== Input records ==
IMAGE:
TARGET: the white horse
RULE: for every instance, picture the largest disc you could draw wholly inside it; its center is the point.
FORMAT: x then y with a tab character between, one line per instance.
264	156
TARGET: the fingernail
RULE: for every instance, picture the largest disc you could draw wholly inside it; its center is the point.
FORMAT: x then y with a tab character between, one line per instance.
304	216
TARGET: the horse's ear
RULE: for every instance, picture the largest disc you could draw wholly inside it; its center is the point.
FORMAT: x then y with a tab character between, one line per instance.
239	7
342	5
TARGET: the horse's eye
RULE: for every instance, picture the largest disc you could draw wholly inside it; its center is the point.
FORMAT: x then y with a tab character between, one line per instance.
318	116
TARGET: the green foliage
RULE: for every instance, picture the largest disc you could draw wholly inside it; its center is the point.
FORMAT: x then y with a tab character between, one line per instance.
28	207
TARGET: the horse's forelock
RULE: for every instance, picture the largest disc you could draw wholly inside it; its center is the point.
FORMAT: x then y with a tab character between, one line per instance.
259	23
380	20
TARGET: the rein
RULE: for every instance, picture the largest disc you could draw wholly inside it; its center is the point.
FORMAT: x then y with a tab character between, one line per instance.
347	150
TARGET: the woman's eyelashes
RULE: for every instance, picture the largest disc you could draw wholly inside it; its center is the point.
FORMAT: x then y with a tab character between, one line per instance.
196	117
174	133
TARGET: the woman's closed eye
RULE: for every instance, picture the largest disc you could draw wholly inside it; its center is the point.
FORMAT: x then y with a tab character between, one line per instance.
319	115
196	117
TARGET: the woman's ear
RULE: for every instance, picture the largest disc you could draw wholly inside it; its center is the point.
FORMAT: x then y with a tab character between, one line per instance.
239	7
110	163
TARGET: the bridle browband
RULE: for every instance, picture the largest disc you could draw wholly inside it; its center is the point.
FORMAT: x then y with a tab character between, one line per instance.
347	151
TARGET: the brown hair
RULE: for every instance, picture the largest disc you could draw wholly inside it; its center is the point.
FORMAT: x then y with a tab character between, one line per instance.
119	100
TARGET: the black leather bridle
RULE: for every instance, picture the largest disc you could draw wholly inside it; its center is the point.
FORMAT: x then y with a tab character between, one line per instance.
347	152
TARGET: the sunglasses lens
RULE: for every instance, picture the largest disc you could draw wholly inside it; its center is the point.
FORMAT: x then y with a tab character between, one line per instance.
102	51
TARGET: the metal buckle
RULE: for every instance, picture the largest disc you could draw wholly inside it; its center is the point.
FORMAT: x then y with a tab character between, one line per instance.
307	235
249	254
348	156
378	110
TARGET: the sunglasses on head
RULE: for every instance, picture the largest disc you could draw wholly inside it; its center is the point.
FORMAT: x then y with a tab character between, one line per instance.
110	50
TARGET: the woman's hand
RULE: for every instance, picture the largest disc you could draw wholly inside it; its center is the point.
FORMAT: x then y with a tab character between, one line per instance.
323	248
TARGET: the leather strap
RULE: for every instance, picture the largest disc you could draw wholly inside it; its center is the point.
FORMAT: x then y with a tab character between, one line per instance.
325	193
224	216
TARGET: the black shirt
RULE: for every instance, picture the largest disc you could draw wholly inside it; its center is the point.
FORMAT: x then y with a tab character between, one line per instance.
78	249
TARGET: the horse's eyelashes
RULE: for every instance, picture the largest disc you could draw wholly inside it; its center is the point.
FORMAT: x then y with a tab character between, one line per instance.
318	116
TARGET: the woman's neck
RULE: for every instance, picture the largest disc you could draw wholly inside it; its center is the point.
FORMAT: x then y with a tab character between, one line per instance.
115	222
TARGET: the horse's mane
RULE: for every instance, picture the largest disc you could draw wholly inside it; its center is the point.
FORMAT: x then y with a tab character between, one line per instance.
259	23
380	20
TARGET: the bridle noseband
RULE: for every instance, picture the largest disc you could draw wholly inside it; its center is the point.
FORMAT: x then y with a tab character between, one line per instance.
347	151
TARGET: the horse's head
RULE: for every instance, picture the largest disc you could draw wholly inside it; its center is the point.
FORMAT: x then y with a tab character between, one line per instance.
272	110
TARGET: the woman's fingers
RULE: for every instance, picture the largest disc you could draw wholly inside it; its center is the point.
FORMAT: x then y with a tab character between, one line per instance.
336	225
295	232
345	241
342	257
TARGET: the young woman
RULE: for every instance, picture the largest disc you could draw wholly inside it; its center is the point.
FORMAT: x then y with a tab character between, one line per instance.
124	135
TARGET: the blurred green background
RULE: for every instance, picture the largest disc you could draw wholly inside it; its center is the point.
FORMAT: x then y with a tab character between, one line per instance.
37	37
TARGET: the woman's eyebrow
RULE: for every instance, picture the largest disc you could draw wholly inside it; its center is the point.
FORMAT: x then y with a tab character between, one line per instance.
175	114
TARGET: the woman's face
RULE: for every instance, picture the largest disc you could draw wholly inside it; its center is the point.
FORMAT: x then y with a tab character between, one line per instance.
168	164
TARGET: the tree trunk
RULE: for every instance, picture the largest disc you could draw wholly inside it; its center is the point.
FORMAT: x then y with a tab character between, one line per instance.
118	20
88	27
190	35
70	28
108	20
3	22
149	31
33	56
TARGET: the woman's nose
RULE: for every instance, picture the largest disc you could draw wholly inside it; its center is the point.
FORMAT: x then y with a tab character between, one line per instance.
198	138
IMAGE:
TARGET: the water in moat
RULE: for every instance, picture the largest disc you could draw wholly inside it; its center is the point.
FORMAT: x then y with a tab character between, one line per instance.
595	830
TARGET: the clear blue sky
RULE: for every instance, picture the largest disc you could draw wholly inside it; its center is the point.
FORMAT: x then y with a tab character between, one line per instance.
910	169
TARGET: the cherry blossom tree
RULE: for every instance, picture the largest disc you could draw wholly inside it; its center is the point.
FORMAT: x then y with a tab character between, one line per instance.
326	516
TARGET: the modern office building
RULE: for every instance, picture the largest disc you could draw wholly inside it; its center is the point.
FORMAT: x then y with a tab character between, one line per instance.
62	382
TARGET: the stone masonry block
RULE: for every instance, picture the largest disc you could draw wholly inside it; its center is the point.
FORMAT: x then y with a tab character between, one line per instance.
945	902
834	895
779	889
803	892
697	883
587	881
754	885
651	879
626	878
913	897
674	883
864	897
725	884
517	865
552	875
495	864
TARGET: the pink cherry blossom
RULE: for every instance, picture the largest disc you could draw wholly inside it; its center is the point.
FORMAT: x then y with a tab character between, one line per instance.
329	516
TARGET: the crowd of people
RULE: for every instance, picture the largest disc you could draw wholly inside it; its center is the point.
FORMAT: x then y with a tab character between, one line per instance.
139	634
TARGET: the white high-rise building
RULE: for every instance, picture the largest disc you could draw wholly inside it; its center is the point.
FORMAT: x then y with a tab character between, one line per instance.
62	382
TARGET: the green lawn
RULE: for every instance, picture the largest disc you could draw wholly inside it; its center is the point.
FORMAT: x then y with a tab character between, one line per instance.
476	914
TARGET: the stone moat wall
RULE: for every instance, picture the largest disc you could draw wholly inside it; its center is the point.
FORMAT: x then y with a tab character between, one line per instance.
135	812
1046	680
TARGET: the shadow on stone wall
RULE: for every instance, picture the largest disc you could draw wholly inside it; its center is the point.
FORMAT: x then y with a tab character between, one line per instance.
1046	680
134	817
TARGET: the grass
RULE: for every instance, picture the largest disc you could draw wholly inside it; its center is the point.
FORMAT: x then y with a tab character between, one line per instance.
===
» Exercise
All the data must be duplicated exactly, with nothing added or removed.

» Exercise answer
IMAGE:
TARGET: the white horse
RULE: for every instance, picture the largest disc you could draw wholly inside it; its center is the point.
FORMAT: x then y with a tab character between, one line per instance.
264	156
TARGET: the fingernail
RULE: for every instance, picture the largest disc you could draw wholly inside it; its center is the point.
FORMAT: x then y with a tab character between, one line per instance.
304	216
TARGET: the horse's ear
RULE: for every instance, picture the largest disc you could draw wholly inside it; its center is the point.
FORMAT: x then y with a tab character between, one line per instance.
239	7
342	5
TARGET: the horse's eye
RULE: for every instance, picture the largest disc you could draw wholly inside it; its center is the point.
FORMAT: x then y with a tab character between, one line per instance.
318	116
TARGET: the green foliage
RULE: for every instance, picture the largest disc you could draw wholly inside it; its center is the point.
FORMAT: x then y with a tab character between, one line per instance.
28	207
TARGET: the horse's forelock
RULE: for every instance, picture the largest disc you could draw wholly inside it; its center is the point.
FORMAT: x then y with a tab character between, one line per instance.
259	23
380	20
TARGET: the rein
RULE: for every instance, picture the largest disc you could draw wholly inside it; its center is the point.
FORMAT: x then y with a tab character between, one line per instance.
347	150
TARGET: the woman's eyelashes
RULE: for every instance, picture the largest disc you could draw wholly inside it; its center is the point.
FORMAT: x then y with a tab character between, one line per instance.
196	117
174	133
TARGET: the woman's closed eye
RULE: for every instance, picture the largest disc you could draw wholly inside it; its center is the point.
FORMAT: x then y with a tab character between, one line per instance.
319	115
196	117
TARGET: the woman's ear
RULE: for every instance, picture the largest disc you could draw wholly inside it; its center is the point.
FORMAT: x then y with a tab character between, one line per instance.
239	7
110	163
TARGET: the bridle browband
RULE: for every instance, picture the largest disc you could draw wholly inside it; its center is the point.
FORMAT: x then y with a tab character between, one line per instance.
347	151
TARGET: the brown hair
RULE: for every instance, picture the largest disc you could draw wholly inside it; its center is the point.
FORMAT: x then y with a tab character between, one line per instance.
119	100
TARGET: the black leather bridle
RULE: for every instance, picture the largest disc you could draw wholly inside it; its center is the point.
FORMAT: x then y with a tab character between, one line per instance.
347	152
TARGET: the sunglasses lens
RULE: for every instance, picture the largest disc you could draw wholly inside it; its center is the point.
FORMAT: x then y with a tab character between, one line per instance.
102	51
TARGET: the metal buckle
RULE: for every instance, picture the largest disc you could draw wholly inside it; its center is the point.
FORMAT: x then y with a tab character between, one line per instance.
307	235
249	254
348	156
378	110
TARGET: the sunglasses on head
RULE: for every instance, picture the largest disc you could draw wholly inside it; its center is the point.
FORMAT: x then y with a tab character between, one line per instance.
110	50
TARGET: the woman's hand
RULE: for every instance, picture the largest disc you could draw wholly inside it; its center is the point.
FORMAT: x then y with a tab character between, one line per instance.
323	248
TARGET: the leather strap
RULE: for every instance, picture the largest disc you could draw wholly inside it; its center is the point.
FORMAT: x then y with a tab character between, one line per instance.
325	193
224	216
TARGET: the black shirt
RULE: for every instance, picture the largest disc you could draw wholly inside it; its center is the point.
FORMAT: x then y with a tab character between, one line per instance.
78	249
TARGET: the horse's eyelashes
RULE: for every instance, picture the largest disc you could draw wholly inside it; its center is the point.
FORMAT: x then y with a tab character between, one line per instance.
318	116
TARGET: the woman's neck
RULE: for every instance, picture the largest disc you could draw wholly inside it; its center is the point.
FORMAT: x then y with a tab character between, one line per instance.
115	222
TARGET: the horse's mane
RULE: for every instance, picture the largest disc you could draw wholly inside it; its center is the point.
FORMAT: x then y with a tab character between, one line per instance.
259	23
380	20
TARGET: the bridle noseband
RULE: for every instance, picture the largest disc you could draw wholly inside it; its center is the point.
FORMAT: x then y with a tab character between, one line per instance.
347	151
TARGET: the horse's head
RULE: for every instance, picture the largest disc you could draw wholly inside it; its center is the point.
FORMAT: x then y with a tab character between, one line per instance.
272	110
TARGET: the woman's fingers
RULE: for every instance, picture the largest disc you could draw wholly inside it; its center is the point.
FORMAT: x then y with a tab character between, one line per instance.
336	225
295	232
345	241
342	257
TARGET: the young woman
RULE: for every instance, picture the largest disc you could draw wholly inside it; its center is the point.
FORMAT: x then y with a tab character between, one line per instance.
124	135
TARGET: the blurred green background
RULE: for every instance, picture the largest disc you could draw wholly inside it; its center is the point.
FORMAT: x then y with a tab character between, one line per instance.
37	37
TARGET: the woman's eyebrow
RULE: for every instance, picture the largest disc you could draw wholly inside it; its center is the point.
FORMAT: x then y with a tab character between, one line per instance.
175	114
TARGET: the woman's face
RULE: for every instance, picture the largest disc you could draw wholly inside it; its center is the point.
FORMAT: x then y with a tab character between, one line per instance.
168	164
TARGET: the tree trunk
RULE: for every instance, picture the largest disc you could draw wholly inside it; its center is the point.
FORMAT: x then y with a tab character between, one line per instance.
118	20
88	27
190	35
70	28
108	20
3	22
149	31
33	56
TARGET: the woman's nose
RULE: for every instance, picture the largest disc you could draw wholly inside it; its center is the point.
FORMAT: x then y with a tab character between, one line per instance.
198	138
IMAGE:
TARGET: the water in moat
RULE: for every instance, picture the largest disc you could draw wholly inside it; its center is the point.
FORMAT: x then y with a tab character between, one line per instance.
595	830
TARGET: the clear blue sky
RULE: for every instance, picture the largest disc you could draw wholly inside it; its center is the point.
FORMAT: x then y with a tab character between, one line per instance.
910	169
TARGET: the cherry blossom tree
RULE: for every instance, picture the largest disc you could draw wholly inside it; its center is the point.
FORMAT: x then y with a tab character between, one line per instance.
326	516
TARGET: the modern office building
RULE: for every instance, picture the largest disc you could draw wholly inside it; its center is the point.
FORMAT: x then y with a tab character between, one line per instance.
62	382
TARGET: the stone masonry block
RULE: for every instance, picture the largest disc you could draw wholly inside it; its center is the point.
FORMAT: x then y with a tab character between, one line per instance.
945	902
834	895
779	889
803	892
697	883
587	881
754	885
651	879
626	878
913	897
674	883
864	897
725	884
517	865
552	875
495	864
TARGET: the pink cherry blossom
RULE: for every instance, picture the largest disc you could draw wholly inside it; its center is the point.
FORMAT: x then y with a tab character between, one line per instance.
329	516
TARGET: the crowd of people
RULE: for every instance, picture the largest disc you could draw wholly inside it; its center is the point.
FORMAT: x then y with a tab character between, one line per instance.
139	634
TARGET: the white high-rise building
RULE: for every instance, picture the largest disc you could draw wholly inside it; its center is the point.
FORMAT: x then y with a tab character between, one line per instance.
62	382
TARGET: the green lawn
RULE: for every instance, picture the largest disc you could draw wholly inside it; its center is the point.
FORMAT: x then y with a tab character between, one line per instance.
476	914
TARGET: the stone moat wall
RULE: for every instance, picture the largest disc you could draw wholly inside it; its center is the point.
FORMAT: x then y with a tab character between, one line per instance.
135	812
1046	680
TARGET: the shadow on stone wall
RULE: for every instance, picture the largest disc you could draw wholly inside it; its center is the point.
FORMAT: x then y with a tab character between, one line per instance.
1046	680
134	817
TARGET: the grass
RULE: for every instance, picture the largest disc you could draw wholly inside it; its center is the point.
FORMAT: x then y with a tab character between, one line per instance.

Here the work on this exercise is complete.